[[ LISTED ENTRIES open ]]

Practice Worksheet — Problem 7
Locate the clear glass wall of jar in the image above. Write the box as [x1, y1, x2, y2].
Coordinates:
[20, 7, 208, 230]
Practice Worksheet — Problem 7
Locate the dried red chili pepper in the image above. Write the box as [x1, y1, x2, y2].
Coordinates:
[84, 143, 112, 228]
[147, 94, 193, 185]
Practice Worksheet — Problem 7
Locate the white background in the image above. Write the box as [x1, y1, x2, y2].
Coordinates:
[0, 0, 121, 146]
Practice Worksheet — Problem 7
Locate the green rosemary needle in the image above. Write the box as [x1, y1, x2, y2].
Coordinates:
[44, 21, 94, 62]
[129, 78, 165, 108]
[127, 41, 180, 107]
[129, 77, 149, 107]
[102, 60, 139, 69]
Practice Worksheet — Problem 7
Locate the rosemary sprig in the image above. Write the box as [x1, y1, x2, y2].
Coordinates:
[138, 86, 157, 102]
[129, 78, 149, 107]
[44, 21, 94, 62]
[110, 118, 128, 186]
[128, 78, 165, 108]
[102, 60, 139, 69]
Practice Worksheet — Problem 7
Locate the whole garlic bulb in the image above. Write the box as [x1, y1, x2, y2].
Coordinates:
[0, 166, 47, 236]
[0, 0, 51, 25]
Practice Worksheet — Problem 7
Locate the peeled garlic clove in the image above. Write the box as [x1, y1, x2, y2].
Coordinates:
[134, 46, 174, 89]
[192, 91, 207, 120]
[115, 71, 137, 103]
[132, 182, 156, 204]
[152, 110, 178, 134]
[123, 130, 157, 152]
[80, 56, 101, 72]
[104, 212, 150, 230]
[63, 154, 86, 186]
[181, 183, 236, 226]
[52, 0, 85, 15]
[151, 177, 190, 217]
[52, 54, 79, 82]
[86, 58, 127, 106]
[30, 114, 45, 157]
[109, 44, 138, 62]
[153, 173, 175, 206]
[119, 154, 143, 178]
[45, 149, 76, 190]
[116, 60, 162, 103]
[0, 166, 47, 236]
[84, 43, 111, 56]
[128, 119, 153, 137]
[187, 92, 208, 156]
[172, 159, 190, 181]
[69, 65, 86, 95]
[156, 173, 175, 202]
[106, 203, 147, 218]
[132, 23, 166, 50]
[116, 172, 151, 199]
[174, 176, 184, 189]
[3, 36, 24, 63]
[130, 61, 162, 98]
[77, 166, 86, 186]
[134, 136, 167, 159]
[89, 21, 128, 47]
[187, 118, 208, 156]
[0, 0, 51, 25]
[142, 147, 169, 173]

[[ LISTED ENTRIES closed ]]

» **PROBLEM DESCRIPTION**
Would you write out the listing above exactly, in full?

» **EXERCISE RESULT**
Practice Worksheet — Problem 7
Locate the clear glass wall of jar in the image above. Write the box as [x1, y1, x2, y2].
Coordinates:
[20, 7, 208, 230]
Practice Worksheet — Problem 7
Locate the dried red chili pepper in the image above. Write the box as [x1, y1, x2, y2].
Coordinates:
[84, 143, 112, 228]
[147, 94, 193, 185]
Practice Worksheet — Problem 7
Locate the white background in the image above. Write the box as [x1, y1, x2, y2].
Coordinates:
[0, 0, 121, 146]
Practice Worksheet — Problem 7
Locate the green rosemary needle in the image above. Write the box as [x1, y1, x2, y2].
Coordinates:
[44, 21, 94, 62]
[129, 78, 165, 108]
[127, 41, 180, 107]
[129, 77, 149, 107]
[102, 60, 139, 69]
Practice Worksheet — Problem 7
Locate the rosemary sprig in the image above. Write the box as [x1, y1, x2, y2].
Coordinates:
[138, 86, 157, 102]
[129, 78, 149, 107]
[44, 21, 94, 62]
[110, 118, 128, 186]
[128, 78, 165, 108]
[102, 60, 139, 69]
Practice Worksheet — Problem 7
Locate the whole garlic bulb in the image above. Write the box as [x1, y1, x2, y2].
Coordinates:
[0, 166, 47, 236]
[0, 0, 51, 25]
Practice Worksheet — Problem 7
Locate the peeled garlic clove in the image above. Write the box as [x1, y1, x2, y2].
Coordinates:
[134, 46, 174, 89]
[192, 91, 207, 120]
[115, 71, 137, 103]
[132, 182, 156, 204]
[152, 110, 178, 134]
[123, 130, 157, 152]
[80, 56, 101, 72]
[104, 212, 150, 230]
[63, 154, 86, 186]
[181, 183, 236, 226]
[52, 0, 85, 15]
[151, 177, 190, 217]
[52, 54, 79, 82]
[86, 58, 127, 106]
[30, 114, 45, 157]
[109, 44, 138, 62]
[153, 173, 175, 206]
[119, 154, 143, 178]
[45, 149, 76, 190]
[116, 60, 162, 103]
[0, 166, 47, 236]
[84, 43, 111, 56]
[128, 119, 153, 137]
[187, 92, 208, 156]
[172, 159, 190, 181]
[69, 65, 86, 95]
[156, 173, 175, 202]
[106, 203, 147, 218]
[132, 23, 166, 50]
[116, 172, 151, 199]
[174, 176, 184, 189]
[3, 36, 24, 63]
[130, 61, 162, 98]
[77, 166, 86, 186]
[134, 136, 167, 159]
[89, 21, 128, 47]
[187, 118, 208, 156]
[0, 0, 51, 25]
[142, 147, 169, 173]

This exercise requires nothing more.